Task: Count the lines in the records below that contain the word "person". Reply with only that number.
============================================================
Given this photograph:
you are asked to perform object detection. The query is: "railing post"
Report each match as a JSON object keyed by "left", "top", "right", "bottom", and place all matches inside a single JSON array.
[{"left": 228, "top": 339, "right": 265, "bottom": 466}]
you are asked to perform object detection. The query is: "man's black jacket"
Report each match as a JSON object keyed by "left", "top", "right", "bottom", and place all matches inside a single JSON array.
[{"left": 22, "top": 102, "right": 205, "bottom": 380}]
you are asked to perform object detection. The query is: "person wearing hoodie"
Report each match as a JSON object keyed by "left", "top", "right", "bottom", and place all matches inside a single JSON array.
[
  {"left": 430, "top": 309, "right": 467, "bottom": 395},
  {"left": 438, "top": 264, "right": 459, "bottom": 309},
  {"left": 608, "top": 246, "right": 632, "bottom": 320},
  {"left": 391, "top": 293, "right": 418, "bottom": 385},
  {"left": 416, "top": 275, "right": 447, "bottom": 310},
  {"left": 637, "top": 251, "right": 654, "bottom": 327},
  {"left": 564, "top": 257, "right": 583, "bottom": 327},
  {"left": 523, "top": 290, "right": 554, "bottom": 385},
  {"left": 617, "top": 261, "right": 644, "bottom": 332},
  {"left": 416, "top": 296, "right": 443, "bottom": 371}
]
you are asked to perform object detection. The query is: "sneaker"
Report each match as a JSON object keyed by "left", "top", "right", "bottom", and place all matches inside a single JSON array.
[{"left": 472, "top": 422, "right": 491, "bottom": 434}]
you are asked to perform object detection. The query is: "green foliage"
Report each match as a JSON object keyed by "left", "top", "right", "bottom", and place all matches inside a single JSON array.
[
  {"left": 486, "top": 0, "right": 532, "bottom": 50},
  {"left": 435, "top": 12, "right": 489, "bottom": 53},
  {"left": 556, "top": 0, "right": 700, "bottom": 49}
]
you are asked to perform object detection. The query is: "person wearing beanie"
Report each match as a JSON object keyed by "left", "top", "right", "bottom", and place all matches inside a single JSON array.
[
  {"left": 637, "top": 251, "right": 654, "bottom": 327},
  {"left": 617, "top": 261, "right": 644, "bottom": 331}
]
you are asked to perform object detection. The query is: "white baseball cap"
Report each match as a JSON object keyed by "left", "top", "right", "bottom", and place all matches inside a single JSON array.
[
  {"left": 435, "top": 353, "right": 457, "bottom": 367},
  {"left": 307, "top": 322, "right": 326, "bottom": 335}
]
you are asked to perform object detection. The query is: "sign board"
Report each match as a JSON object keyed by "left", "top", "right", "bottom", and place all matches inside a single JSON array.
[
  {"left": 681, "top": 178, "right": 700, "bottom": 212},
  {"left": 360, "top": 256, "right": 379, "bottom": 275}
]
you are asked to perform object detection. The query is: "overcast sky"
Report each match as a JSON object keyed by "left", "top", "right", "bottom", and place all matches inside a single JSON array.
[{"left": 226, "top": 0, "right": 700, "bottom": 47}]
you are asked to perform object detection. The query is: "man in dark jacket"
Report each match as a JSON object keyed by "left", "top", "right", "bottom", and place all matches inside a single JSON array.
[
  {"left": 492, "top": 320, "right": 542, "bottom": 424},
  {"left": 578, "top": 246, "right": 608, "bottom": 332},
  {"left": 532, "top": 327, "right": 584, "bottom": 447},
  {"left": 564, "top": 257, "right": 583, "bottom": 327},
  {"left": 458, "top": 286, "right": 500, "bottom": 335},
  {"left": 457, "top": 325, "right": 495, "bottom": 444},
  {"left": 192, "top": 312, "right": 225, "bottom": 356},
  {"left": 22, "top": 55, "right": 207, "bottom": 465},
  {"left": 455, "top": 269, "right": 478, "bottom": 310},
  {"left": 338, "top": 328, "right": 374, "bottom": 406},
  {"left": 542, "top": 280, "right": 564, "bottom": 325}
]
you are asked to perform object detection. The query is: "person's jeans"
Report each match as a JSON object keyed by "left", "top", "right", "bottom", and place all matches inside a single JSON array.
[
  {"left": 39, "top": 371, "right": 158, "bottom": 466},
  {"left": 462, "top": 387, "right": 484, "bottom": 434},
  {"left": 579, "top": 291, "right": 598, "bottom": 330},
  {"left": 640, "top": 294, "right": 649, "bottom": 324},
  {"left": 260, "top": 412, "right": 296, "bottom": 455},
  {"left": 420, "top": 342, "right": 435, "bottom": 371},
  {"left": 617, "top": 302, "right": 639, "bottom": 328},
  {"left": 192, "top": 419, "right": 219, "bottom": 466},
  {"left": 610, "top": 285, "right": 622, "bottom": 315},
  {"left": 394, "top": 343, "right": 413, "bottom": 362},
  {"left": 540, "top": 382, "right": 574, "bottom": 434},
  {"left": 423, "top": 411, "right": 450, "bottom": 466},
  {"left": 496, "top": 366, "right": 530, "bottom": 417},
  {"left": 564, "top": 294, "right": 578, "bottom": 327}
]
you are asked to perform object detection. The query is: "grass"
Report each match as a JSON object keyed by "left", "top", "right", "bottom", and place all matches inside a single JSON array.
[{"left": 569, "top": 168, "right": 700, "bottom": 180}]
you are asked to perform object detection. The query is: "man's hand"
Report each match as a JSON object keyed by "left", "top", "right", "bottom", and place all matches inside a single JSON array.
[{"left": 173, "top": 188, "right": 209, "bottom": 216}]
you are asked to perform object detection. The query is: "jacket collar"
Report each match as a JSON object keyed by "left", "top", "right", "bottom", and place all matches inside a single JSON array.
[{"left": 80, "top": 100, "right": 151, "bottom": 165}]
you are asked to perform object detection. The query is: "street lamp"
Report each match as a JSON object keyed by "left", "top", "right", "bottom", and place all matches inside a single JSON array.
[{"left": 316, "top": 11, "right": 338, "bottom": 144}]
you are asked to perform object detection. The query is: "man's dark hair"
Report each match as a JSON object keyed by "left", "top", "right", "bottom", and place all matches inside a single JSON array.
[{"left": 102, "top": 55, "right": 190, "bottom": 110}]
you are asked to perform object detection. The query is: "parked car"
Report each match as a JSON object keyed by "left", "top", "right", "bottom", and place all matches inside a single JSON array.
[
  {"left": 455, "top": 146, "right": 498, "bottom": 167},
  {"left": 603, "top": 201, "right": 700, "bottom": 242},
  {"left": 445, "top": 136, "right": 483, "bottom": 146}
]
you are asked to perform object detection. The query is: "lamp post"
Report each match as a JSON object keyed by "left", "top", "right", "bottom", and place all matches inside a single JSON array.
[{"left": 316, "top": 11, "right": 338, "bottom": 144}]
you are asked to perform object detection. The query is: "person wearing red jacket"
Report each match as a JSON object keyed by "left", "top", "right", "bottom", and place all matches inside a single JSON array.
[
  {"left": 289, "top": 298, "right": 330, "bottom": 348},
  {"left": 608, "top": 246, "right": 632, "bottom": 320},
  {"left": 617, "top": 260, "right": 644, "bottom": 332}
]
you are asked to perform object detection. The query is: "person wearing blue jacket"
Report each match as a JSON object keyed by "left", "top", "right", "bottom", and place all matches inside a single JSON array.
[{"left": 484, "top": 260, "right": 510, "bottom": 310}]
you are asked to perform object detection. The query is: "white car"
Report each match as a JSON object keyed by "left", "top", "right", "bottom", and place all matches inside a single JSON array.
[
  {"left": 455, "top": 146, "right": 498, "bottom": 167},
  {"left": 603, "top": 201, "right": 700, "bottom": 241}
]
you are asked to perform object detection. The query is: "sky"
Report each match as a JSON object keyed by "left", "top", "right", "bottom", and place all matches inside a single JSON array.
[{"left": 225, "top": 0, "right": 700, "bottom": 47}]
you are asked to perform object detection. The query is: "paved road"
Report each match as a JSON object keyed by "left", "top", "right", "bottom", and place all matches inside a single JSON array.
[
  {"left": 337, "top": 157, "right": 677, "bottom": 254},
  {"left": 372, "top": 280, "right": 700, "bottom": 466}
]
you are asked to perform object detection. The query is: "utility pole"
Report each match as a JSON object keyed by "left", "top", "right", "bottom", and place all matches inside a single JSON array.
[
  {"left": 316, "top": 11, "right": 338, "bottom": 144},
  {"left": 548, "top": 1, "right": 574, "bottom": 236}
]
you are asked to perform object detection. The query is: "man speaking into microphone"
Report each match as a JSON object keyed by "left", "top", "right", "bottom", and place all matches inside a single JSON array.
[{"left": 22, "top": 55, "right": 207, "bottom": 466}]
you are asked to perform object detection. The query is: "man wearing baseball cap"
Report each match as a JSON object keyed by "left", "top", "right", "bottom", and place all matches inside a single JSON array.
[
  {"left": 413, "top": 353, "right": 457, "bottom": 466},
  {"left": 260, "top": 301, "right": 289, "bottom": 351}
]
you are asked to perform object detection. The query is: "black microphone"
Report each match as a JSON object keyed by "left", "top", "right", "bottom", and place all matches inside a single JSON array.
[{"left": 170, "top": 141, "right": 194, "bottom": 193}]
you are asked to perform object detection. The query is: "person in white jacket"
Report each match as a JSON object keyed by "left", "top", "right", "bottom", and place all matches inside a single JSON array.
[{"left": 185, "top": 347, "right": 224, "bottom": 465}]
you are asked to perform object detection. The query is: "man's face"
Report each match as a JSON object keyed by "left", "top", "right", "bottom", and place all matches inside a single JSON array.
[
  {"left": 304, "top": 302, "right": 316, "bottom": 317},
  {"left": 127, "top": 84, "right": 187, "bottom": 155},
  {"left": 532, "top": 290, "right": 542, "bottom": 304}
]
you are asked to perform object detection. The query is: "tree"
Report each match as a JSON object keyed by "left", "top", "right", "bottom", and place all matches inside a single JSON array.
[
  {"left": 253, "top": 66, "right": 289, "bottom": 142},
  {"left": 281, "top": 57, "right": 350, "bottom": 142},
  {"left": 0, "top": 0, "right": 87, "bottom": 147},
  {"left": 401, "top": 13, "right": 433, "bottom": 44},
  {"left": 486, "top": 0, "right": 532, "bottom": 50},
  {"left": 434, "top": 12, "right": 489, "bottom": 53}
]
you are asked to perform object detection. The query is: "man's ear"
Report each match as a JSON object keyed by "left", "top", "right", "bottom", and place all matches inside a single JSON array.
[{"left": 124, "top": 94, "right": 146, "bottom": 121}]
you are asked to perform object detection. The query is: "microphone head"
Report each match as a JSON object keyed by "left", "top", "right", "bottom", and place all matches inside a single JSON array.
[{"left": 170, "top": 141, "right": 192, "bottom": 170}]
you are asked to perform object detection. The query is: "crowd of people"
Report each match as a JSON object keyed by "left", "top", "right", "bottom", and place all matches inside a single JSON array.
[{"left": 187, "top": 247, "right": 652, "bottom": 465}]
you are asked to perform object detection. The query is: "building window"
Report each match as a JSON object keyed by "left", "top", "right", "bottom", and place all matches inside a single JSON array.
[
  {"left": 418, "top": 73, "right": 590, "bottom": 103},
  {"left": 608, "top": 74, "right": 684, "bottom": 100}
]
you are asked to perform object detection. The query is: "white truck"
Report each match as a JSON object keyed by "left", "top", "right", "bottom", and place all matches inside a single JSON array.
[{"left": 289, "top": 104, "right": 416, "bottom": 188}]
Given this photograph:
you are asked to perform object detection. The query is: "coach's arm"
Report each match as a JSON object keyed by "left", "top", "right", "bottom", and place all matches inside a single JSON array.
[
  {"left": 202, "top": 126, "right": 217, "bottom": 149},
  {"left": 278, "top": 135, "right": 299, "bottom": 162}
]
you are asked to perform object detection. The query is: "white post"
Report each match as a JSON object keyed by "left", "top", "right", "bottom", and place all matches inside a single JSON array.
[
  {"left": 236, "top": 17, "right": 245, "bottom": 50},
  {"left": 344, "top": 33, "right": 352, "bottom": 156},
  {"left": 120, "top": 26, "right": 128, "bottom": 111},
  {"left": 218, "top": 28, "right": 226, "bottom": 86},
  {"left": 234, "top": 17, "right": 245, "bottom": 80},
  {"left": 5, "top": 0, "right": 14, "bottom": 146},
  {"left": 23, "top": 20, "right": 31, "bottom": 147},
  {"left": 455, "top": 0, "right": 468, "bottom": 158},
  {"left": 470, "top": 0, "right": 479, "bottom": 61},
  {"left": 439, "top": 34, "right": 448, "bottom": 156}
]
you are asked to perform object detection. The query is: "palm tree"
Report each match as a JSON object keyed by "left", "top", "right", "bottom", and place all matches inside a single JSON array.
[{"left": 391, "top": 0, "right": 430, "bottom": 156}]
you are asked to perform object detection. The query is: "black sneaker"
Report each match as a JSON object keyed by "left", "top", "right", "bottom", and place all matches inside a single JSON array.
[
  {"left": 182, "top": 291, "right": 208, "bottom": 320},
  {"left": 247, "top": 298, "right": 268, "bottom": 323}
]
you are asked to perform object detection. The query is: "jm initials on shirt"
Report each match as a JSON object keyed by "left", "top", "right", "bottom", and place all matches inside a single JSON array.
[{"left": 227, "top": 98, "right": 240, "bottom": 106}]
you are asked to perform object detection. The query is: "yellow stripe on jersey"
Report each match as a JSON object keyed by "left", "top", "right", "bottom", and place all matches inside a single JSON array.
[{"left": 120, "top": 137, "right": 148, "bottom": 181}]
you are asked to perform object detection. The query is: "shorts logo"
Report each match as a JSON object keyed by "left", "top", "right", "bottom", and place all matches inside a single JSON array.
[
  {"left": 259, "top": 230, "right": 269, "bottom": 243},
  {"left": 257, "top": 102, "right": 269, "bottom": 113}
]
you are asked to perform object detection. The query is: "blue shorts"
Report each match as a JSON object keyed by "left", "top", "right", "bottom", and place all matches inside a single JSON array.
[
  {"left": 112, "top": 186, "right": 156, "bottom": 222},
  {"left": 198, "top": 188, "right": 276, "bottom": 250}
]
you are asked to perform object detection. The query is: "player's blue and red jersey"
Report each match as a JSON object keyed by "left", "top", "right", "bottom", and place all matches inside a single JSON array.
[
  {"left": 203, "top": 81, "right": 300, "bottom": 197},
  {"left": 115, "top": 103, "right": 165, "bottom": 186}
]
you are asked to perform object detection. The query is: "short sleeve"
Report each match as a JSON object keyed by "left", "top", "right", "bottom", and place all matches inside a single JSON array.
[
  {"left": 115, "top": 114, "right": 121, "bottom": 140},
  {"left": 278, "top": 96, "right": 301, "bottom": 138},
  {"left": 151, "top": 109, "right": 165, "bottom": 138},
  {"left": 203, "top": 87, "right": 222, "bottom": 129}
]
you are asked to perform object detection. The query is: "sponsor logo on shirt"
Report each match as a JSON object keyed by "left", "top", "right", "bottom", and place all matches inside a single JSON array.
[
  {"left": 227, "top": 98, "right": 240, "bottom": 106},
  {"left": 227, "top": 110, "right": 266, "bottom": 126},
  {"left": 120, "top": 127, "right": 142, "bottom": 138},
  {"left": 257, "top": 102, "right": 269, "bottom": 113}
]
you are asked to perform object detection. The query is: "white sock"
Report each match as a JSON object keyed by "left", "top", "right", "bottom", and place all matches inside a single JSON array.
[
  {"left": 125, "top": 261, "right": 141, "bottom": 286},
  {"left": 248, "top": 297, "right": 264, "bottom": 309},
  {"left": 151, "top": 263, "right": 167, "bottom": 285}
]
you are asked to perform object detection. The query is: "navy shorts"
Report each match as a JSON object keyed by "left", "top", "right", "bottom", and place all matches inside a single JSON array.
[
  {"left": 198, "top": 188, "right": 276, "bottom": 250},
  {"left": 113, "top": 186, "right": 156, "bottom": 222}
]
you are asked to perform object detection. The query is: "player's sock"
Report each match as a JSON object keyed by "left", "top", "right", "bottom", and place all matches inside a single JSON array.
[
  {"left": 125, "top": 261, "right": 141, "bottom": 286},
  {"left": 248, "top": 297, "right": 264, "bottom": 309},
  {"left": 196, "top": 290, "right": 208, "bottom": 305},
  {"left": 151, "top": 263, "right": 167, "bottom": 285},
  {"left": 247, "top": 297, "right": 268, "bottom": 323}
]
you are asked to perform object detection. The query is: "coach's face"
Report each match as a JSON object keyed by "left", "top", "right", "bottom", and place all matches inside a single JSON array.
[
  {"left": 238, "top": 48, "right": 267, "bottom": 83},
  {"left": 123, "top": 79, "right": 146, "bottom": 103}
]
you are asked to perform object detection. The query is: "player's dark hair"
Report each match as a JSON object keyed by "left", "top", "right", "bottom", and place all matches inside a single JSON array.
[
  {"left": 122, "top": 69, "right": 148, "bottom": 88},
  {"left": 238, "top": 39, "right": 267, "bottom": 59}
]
============================================================
Exercise output: 6